● **Required work**
Every line of the data must be copied exactly.

● **Extracted information**
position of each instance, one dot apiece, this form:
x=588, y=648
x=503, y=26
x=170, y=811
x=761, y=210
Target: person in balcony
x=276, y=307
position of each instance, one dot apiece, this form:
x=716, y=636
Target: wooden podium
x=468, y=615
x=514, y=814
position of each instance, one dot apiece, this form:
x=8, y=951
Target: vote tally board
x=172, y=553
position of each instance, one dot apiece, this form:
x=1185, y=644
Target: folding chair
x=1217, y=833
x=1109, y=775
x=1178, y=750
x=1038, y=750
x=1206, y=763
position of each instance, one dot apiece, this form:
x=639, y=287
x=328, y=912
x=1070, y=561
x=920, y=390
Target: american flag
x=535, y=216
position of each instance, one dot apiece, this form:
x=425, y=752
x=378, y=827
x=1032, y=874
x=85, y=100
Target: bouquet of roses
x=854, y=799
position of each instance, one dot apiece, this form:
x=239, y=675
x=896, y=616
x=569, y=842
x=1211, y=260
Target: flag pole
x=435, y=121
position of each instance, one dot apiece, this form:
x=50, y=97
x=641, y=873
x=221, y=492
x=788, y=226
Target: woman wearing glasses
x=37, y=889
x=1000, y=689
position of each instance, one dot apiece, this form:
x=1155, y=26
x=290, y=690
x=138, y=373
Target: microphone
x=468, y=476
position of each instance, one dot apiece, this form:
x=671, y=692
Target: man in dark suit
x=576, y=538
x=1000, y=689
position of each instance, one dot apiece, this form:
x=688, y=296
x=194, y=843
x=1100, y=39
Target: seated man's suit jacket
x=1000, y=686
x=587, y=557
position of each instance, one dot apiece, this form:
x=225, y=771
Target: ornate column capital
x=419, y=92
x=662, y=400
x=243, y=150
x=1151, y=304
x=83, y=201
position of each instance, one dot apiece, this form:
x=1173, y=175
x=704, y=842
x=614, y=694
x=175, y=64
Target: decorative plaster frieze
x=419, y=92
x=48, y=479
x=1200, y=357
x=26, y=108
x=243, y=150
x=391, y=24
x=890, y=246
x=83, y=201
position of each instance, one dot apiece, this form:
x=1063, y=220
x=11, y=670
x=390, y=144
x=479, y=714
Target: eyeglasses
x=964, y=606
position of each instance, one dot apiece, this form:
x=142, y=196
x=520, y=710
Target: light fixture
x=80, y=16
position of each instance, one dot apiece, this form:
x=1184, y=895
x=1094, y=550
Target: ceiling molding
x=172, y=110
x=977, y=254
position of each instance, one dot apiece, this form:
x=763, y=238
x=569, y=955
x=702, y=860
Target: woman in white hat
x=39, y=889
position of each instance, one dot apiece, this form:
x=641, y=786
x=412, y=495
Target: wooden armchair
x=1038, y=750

● **Task solution**
position of each instance, one dot apiece, this form:
x=588, y=648
x=503, y=26
x=170, y=811
x=761, y=210
Target: person in balcony
x=276, y=307
position of each instance, one dot apiece, this form:
x=716, y=636
Target: wooden podium
x=468, y=615
x=514, y=814
position of each instance, one dot apiece, this form:
x=8, y=951
Target: vote tally board
x=172, y=553
position of each instance, one dot apiece, this form:
x=1185, y=644
Target: folding chair
x=1217, y=833
x=1109, y=775
x=1178, y=750
x=1038, y=750
x=1206, y=763
position of each instance, one dot apiece, this form:
x=639, y=287
x=328, y=912
x=1070, y=561
x=920, y=390
Target: american flag
x=535, y=216
position of each instance, one dot apiece, this form:
x=425, y=752
x=378, y=827
x=1032, y=874
x=85, y=100
Target: bouquet of roses
x=854, y=799
position of each instance, one dot apiece, this form:
x=239, y=675
x=896, y=616
x=569, y=842
x=1211, y=260
Target: flag pole
x=435, y=121
position of each instance, one dot apiece, this form:
x=50, y=97
x=641, y=873
x=221, y=492
x=788, y=226
Target: woman wearing glasses
x=37, y=889
x=1000, y=689
position of each instance, one dot apiece, this form:
x=1155, y=26
x=290, y=690
x=138, y=373
Target: microphone
x=468, y=476
position of each instance, one dot apiece, this form:
x=671, y=692
Target: man in dark suit
x=576, y=538
x=1000, y=689
position of each instance, one dot apiece, this form:
x=688, y=296
x=194, y=843
x=1100, y=39
Target: seated man's suit jacket
x=1000, y=686
x=587, y=557
position of each instance, one dot apiece, this form:
x=225, y=771
Target: ornate column capital
x=419, y=92
x=662, y=400
x=243, y=150
x=1151, y=304
x=83, y=201
position of each instance, one dot apiece, this form:
x=1173, y=175
x=704, y=842
x=614, y=694
x=175, y=64
Target: decorative plaster frieze
x=419, y=92
x=48, y=479
x=1200, y=357
x=26, y=108
x=243, y=150
x=391, y=24
x=890, y=246
x=83, y=201
position of each instance, one dot apiece, this form:
x=1063, y=220
x=11, y=670
x=390, y=144
x=479, y=714
Target: eyeglasses
x=964, y=606
position of each instance, one dot apiece, this form:
x=142, y=196
x=520, y=710
Target: light fixture
x=80, y=16
position of each instance, one dot apiece, this form:
x=1184, y=895
x=1094, y=550
Target: ceiling molding
x=172, y=110
x=977, y=254
position of each instance, one dot apiece, this form:
x=763, y=238
x=569, y=955
x=702, y=860
Target: woman in white hat
x=39, y=889
position of each instance, one dot apiece, this form:
x=641, y=786
x=412, y=495
Target: wooden armchair
x=1038, y=750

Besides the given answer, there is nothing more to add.